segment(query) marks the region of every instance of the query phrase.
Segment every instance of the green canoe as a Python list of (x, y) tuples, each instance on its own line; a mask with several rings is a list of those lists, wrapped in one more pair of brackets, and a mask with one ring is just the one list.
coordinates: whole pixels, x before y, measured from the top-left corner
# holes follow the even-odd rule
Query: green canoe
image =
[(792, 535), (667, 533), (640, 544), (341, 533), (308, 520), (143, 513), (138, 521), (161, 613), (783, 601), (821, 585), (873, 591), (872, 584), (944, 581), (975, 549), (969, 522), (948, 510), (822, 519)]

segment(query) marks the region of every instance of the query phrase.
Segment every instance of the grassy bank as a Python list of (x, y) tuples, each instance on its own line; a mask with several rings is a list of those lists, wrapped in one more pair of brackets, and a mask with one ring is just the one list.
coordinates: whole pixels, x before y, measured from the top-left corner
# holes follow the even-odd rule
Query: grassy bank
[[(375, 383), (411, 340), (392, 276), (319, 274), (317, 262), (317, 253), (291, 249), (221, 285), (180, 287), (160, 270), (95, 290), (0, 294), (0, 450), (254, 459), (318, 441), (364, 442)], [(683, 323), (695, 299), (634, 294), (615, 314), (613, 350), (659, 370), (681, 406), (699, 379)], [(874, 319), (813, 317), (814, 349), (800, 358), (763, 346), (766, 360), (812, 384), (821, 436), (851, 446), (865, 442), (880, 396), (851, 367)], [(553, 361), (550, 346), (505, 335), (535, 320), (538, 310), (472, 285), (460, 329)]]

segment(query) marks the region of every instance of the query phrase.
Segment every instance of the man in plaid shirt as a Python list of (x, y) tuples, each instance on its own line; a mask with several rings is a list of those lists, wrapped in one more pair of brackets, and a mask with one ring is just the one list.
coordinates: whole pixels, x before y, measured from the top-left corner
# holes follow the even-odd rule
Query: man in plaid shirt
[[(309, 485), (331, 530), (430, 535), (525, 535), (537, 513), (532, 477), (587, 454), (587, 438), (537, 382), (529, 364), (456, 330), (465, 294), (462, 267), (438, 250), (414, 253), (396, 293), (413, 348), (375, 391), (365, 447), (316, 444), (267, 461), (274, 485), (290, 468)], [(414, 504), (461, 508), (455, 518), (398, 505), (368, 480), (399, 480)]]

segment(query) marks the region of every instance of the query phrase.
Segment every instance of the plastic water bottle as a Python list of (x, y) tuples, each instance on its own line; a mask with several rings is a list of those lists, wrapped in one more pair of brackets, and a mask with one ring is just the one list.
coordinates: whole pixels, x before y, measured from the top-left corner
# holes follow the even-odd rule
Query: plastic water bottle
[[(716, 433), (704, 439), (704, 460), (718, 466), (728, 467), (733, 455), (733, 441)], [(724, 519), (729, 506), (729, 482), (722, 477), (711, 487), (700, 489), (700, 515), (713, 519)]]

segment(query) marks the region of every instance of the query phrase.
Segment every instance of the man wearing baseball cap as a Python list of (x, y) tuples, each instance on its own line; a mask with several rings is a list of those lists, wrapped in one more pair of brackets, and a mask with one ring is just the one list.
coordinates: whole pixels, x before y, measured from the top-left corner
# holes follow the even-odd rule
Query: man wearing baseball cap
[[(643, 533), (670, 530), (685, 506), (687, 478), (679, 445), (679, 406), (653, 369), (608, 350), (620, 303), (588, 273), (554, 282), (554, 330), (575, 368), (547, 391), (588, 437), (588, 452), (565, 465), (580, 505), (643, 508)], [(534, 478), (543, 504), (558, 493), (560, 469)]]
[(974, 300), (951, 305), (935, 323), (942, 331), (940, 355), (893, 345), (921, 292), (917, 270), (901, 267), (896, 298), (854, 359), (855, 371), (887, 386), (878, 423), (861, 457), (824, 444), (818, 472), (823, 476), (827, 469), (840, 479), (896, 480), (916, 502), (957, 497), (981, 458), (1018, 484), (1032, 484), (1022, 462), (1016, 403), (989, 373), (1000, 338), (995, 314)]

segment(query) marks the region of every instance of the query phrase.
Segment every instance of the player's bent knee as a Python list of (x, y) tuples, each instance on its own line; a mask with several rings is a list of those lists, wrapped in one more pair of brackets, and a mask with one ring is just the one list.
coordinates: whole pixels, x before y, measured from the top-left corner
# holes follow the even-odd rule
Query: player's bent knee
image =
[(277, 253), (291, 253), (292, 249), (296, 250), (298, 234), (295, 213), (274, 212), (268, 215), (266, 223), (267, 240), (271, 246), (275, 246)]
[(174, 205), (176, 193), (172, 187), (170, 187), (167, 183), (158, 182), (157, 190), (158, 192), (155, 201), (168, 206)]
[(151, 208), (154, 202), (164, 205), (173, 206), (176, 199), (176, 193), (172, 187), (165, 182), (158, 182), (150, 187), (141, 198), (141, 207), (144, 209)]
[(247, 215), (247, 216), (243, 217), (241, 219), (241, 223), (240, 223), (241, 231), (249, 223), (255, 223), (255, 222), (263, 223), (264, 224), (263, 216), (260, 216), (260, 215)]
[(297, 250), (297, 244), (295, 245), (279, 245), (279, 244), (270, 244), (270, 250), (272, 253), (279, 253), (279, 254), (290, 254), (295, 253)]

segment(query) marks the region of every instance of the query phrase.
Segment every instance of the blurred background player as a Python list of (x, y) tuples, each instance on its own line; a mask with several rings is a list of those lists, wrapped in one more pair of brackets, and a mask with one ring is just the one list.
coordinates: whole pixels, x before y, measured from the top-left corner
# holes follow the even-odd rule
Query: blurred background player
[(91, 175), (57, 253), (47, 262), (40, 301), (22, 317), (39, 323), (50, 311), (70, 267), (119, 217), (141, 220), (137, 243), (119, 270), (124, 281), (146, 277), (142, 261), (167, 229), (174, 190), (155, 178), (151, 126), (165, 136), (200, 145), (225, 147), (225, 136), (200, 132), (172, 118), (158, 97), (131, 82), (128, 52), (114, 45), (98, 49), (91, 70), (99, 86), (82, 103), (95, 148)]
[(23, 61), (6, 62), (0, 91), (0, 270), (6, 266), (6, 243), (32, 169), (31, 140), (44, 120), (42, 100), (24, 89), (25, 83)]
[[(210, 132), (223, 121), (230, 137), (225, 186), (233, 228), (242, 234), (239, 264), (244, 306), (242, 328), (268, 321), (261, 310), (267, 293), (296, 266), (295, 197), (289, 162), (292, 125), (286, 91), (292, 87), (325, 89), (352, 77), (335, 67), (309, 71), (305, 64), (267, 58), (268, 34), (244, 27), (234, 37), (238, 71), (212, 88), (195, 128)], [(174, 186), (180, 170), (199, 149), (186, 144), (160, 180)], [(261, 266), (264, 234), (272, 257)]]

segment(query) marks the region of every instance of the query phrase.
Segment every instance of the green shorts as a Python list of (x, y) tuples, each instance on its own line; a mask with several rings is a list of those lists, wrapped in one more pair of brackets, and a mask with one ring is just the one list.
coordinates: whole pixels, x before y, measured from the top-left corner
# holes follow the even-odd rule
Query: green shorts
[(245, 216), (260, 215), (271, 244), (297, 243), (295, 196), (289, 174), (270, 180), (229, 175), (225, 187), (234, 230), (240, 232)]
■ ■ ■ ■ ■
__EXERCISE BRIEF__: Please copy out each entry exactly as it appears above.

__WRITTEN SOLUTION__:
segment(query) marks the region of every instance of the query phrase.
Segment every instance of the green canoe as a Python list of (x, y) tuples, each instance on its own line; a mask with several rings is a list of those lists, wrapped in one more pair of brackets, and a mask with one ring is just the one list.
coordinates: whole pixels, x before y, measured from the top-left corner
# holes follow the even-odd rule
Query: green canoe
image =
[(792, 535), (667, 533), (640, 544), (341, 533), (308, 520), (143, 513), (138, 521), (161, 613), (783, 601), (821, 585), (873, 591), (872, 584), (944, 581), (975, 549), (969, 522), (948, 510), (822, 519)]

segment(query) marks the region of every instance of the query phrase.
Segment every instance of the grassy bank as a Python list of (x, y) tuples, each instance on its own line; a mask with several rings is a list of those lists, wrapped in one more pair of brackets, and a mask with one ring is just the one list.
coordinates: whole pixels, x before y, measured from the top-left corner
# holes follow the even-odd rule
Query: grassy bank
[[(375, 383), (411, 340), (392, 276), (319, 274), (317, 262), (317, 253), (291, 249), (221, 285), (180, 287), (160, 270), (95, 290), (0, 294), (0, 450), (254, 459), (318, 441), (364, 442)], [(683, 323), (695, 299), (634, 294), (615, 314), (613, 350), (659, 370), (681, 406), (699, 379)], [(874, 319), (813, 317), (814, 349), (800, 358), (763, 346), (766, 360), (812, 384), (821, 436), (851, 446), (865, 442), (880, 396), (851, 367)], [(553, 361), (550, 346), (505, 335), (535, 320), (538, 310), (472, 285), (460, 329)]]

segment(query) marks the region of every instance of the query phrase.
Segment every instance of the man in plaid shirt as a Python list of (x, y) tuples, each instance on its own line; a mask with several rings is a list of those lists, wrapped in one more pair of brackets, and a mask with one ring is just the one list.
coordinates: whole pixels, x before y, measured from the top-left corner
# holes follow the even-odd rule
Query: man in plaid shirt
[[(309, 485), (331, 530), (430, 535), (525, 535), (537, 513), (532, 477), (587, 454), (587, 438), (537, 382), (529, 364), (456, 330), (465, 294), (462, 267), (438, 250), (414, 253), (396, 293), (413, 348), (375, 391), (365, 447), (316, 444), (267, 461), (274, 485), (290, 468)], [(414, 504), (461, 508), (455, 518), (398, 505), (368, 480), (399, 480)]]

segment(query) marks the region of every instance of the query phrase.
Segment every instance of the plastic water bottle as a Python list of (x, y) tuples, each instance on its own line; a mask with several rings is a list of those lists, wrapped in one more pair of brackets, and a mask with one ring is just the one list.
coordinates: whole pixels, x before y, measured from the top-left corner
# holes follow the even-odd rule
Query: plastic water bottle
[[(716, 433), (704, 439), (704, 460), (718, 466), (728, 467), (733, 455), (733, 441)], [(724, 519), (729, 506), (729, 482), (722, 477), (711, 487), (700, 489), (700, 515), (713, 519)]]

segment(query) marks the region of every instance of the query phrase.
Segment every instance of the man wearing baseball cap as a Python list of (x, y) tuples, each instance on its own line; a mask with several rings is a list of those lists, wrapped in one more pair of brackets, and a mask with one ring is just the one list.
coordinates: whole pixels, x before y, measured from the top-left corner
# holes follow the even-odd rule
Query: man wearing baseball cap
[[(643, 533), (670, 530), (685, 506), (687, 478), (679, 445), (679, 406), (653, 369), (608, 350), (620, 303), (588, 273), (554, 282), (554, 330), (575, 368), (547, 391), (588, 437), (588, 452), (565, 465), (580, 505), (643, 508)], [(534, 478), (543, 504), (558, 493), (560, 469)]]
[(974, 300), (951, 305), (935, 323), (942, 331), (940, 355), (893, 345), (921, 292), (917, 270), (901, 267), (896, 298), (854, 359), (855, 371), (887, 386), (878, 423), (861, 457), (824, 444), (818, 472), (823, 476), (827, 469), (840, 479), (896, 480), (916, 502), (957, 497), (981, 458), (1018, 484), (1032, 484), (1022, 462), (1016, 403), (989, 373), (1000, 338), (995, 314)]

segment(query) marks the region of every instance of the query phrase.
Segment every instance of the player's bent knee as a Python list of (x, y) tuples, each instance on its own line; a mask with several rings is a list of those lists, wrapped in one more pair of brackets, and a mask with one ring is just the one list.
coordinates: whole pixels, x before y, measured from the top-left corner
# holes follow the even-odd rule
Query: player's bent knee
image =
[(277, 253), (291, 253), (292, 249), (296, 250), (298, 234), (295, 213), (274, 212), (268, 215), (266, 223), (267, 240), (271, 246), (275, 246)]
[(174, 205), (176, 193), (172, 187), (170, 187), (167, 183), (158, 182), (157, 190), (158, 192), (155, 201), (168, 206)]
[(151, 208), (154, 202), (164, 205), (173, 206), (176, 199), (176, 193), (172, 187), (165, 182), (158, 182), (150, 187), (141, 198), (141, 207), (144, 209)]
[(247, 215), (247, 216), (243, 217), (241, 219), (241, 223), (240, 223), (241, 231), (249, 223), (255, 223), (255, 222), (263, 223), (264, 224), (263, 216), (260, 216), (260, 215)]
[(297, 250), (297, 244), (295, 245), (279, 245), (279, 244), (270, 244), (270, 250), (272, 253), (279, 253), (279, 254), (290, 254), (295, 253)]

segment(query) marks the region of every instance of the query phrase.
Segment every instance of the blurred background player as a Python list of (x, y) tuples, each instance on its own line; a mask with several rings is a list of those lists, wrapped in one more pair of brackets, and a mask with one ring is just the one list.
coordinates: whole pixels, x before y, measured from the top-left corner
# holes follow the even-odd rule
Query: blurred background player
[(91, 175), (57, 253), (47, 262), (40, 301), (22, 317), (39, 323), (50, 311), (70, 267), (119, 217), (141, 220), (137, 243), (119, 270), (124, 281), (146, 277), (142, 261), (167, 229), (174, 190), (155, 178), (151, 126), (165, 136), (200, 145), (225, 147), (225, 136), (200, 132), (172, 118), (158, 97), (131, 82), (128, 52), (114, 45), (98, 49), (91, 70), (99, 86), (82, 103), (95, 148)]
[(23, 61), (6, 62), (0, 91), (0, 270), (6, 266), (6, 243), (32, 169), (31, 140), (44, 120), (42, 100), (24, 89), (25, 83)]
[[(210, 132), (223, 121), (230, 137), (225, 186), (233, 228), (242, 234), (239, 264), (244, 306), (242, 328), (268, 321), (261, 310), (267, 293), (296, 266), (295, 197), (289, 162), (292, 125), (286, 91), (292, 87), (325, 89), (352, 77), (335, 67), (309, 71), (305, 64), (267, 58), (268, 34), (244, 27), (234, 37), (238, 71), (212, 88), (195, 128)], [(174, 186), (180, 170), (199, 149), (186, 144), (160, 180)], [(261, 266), (264, 234), (272, 257)]]

segment(query) marks the region of every instance of the query phrase.
Segment every instance of the green shorts as a Python list of (x, y) tuples, each instance on its own line; a mask with several rings is a list of those lists, wrapped in one more pair of brackets, and a mask with one ring is just the one list.
coordinates: whole pixels, x before y, measured from the top-left corner
# holes follow the even-odd rule
Query: green shorts
[(245, 216), (260, 215), (271, 244), (297, 243), (295, 196), (289, 174), (270, 180), (229, 175), (225, 187), (234, 230), (240, 232)]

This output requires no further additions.